== Text provided ==
____________

# Shoppers Drugmart for Cheap Ipod Accessories



## Applelover (Mar 6, 2005)

I was at Shoppers Drugmart yesterday in Nepean (Ottawa) and they had all the ipods in stock (yes I know there is another thread about this but keep reading..). They had the regular 20gb photo, ipod shuffle and the NANO! The black ones were sold out and all they had left was the white 2gb. Anyhoo, I was looking at the accessories there for the ipod and there hella cheap. I picked up a Centrios FM transmitter for only $19.99!!! It's kind of ghetto....it looks like a little mouse attached through a cord to my ipod (I'll take pics tonight). It's also battery operated and made out of an ugly grey plastic but I figure for 20bucks it's a good deal for someone on a tight budget. I'll try it out tonight. P.S: There is also another version of the FM transmitter with LCD screen and car charger for only $27.99. If anybody wants one and doesn't have them at there local Shoppers Drugmart. I can always get you one and ship...at your expense though ;-)

____________

== Data section ==
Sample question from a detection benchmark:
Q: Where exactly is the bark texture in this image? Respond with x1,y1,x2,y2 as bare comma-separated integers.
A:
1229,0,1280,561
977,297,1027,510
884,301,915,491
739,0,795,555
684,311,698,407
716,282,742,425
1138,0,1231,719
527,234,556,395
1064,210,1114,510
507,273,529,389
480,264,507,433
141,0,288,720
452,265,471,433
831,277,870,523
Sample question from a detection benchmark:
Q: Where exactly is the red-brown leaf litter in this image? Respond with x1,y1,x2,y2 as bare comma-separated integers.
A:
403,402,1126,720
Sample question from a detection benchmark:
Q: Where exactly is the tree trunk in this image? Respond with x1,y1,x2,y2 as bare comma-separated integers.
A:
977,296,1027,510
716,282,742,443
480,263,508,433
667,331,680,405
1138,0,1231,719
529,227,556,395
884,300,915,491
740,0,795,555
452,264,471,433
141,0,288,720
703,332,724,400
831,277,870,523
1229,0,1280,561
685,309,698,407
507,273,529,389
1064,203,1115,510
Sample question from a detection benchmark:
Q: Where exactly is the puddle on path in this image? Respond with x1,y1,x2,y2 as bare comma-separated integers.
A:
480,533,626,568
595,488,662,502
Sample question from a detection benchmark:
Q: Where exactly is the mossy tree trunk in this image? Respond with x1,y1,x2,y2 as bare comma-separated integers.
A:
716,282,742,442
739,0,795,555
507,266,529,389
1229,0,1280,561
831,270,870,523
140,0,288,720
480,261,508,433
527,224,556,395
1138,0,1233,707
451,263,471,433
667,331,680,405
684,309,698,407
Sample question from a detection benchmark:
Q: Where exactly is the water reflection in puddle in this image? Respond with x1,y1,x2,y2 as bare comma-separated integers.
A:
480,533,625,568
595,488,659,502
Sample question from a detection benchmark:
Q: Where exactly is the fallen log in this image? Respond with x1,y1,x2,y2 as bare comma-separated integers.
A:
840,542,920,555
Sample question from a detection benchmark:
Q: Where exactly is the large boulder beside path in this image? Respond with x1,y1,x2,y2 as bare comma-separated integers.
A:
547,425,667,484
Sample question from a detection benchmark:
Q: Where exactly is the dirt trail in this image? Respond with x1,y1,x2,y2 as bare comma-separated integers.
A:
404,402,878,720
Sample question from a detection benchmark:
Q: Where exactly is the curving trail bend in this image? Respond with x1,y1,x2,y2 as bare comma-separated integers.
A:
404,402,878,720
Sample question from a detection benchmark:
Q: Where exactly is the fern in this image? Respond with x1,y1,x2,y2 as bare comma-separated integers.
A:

____________

== Exercise aim ==
Answer these questions about the forum post on cheap iPod accessories:
1. Which iPod models did the store have in stock?
2. What did the Centrios FM transmitter cost?
3. What two features come with the $27.99 version of the FM transmitter?

== Finished task ==
1. The regular 20gb photo, the iPod shuffle, and the nano (only the white 2gb was left).
2. $19.99.
3. An LCD screen and a car charger.